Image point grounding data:
-- Opening Marker --

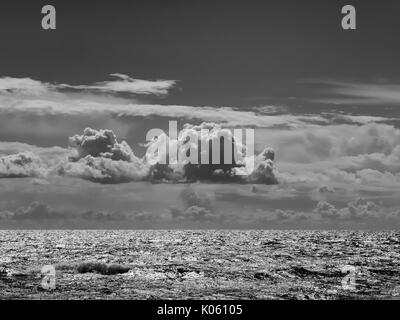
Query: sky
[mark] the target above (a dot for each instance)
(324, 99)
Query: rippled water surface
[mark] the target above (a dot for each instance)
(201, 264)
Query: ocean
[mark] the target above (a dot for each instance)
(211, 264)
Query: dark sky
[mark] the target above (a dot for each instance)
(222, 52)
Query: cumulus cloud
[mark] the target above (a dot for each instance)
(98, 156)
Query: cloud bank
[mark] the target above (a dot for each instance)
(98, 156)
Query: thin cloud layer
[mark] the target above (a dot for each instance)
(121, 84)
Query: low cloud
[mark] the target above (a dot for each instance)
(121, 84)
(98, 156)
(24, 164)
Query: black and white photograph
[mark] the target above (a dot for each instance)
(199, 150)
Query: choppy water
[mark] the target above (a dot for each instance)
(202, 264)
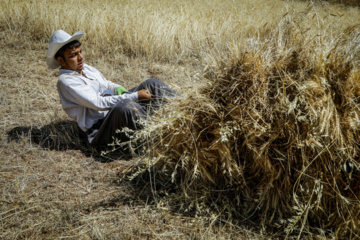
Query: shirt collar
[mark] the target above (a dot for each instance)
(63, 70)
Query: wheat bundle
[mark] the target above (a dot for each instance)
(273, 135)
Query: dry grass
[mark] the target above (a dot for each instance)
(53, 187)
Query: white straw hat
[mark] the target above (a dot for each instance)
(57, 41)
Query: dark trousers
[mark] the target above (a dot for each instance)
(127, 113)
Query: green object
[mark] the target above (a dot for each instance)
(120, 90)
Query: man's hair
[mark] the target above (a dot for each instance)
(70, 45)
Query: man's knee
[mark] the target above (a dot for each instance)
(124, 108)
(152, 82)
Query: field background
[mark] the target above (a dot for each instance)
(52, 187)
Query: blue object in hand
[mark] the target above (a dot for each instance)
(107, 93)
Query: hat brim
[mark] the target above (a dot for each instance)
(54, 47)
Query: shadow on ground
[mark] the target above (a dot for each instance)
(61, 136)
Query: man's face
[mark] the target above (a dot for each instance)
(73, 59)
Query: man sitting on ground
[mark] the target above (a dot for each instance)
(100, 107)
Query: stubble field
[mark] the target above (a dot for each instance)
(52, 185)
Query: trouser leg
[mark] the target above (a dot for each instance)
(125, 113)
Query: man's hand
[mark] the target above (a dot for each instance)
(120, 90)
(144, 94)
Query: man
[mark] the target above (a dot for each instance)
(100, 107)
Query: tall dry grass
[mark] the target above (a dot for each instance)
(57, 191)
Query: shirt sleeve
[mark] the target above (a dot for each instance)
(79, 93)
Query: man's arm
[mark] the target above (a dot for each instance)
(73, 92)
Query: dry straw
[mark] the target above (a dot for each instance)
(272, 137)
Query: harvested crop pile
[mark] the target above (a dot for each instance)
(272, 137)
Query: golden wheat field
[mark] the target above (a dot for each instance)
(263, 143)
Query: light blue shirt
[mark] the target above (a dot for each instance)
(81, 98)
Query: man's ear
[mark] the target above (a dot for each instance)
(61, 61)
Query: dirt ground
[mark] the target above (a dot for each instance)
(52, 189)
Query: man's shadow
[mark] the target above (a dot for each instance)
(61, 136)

-- Closing Marker --
-- Opening Marker --

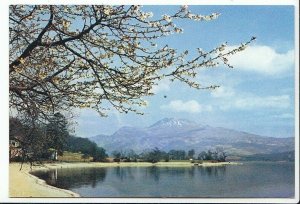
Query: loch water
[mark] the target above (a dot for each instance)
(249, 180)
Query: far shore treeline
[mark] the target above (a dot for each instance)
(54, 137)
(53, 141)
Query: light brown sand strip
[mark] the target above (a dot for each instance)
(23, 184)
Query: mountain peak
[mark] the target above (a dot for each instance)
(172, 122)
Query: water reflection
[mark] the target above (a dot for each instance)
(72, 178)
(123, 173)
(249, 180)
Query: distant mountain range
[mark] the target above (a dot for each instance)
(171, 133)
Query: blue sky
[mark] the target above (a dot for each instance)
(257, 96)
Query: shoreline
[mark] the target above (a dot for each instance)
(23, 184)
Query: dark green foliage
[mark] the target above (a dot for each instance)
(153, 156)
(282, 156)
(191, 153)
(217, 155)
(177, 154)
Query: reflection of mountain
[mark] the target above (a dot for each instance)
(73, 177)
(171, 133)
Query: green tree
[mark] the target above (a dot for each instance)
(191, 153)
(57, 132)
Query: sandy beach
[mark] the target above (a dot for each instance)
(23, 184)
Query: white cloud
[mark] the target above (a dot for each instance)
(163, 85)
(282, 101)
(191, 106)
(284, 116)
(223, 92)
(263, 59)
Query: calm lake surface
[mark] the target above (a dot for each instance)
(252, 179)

-- Closing Marker --

Restate word for word only the lines above from the line containing "Query: dark sky" to the line containing "Query: thin cloud layer", both of them included.

◆ ANSWER TO THE EXERCISE ◆
Query: dark sky
[mark] the target above (a dot for each instance)
(222, 52)
Query: cumulus cloud
[mark] the target above (a dot for each instance)
(98, 156)
Query: cloud bank
[mark] the target above (a dot for each instance)
(98, 156)
Query: thin cloud layer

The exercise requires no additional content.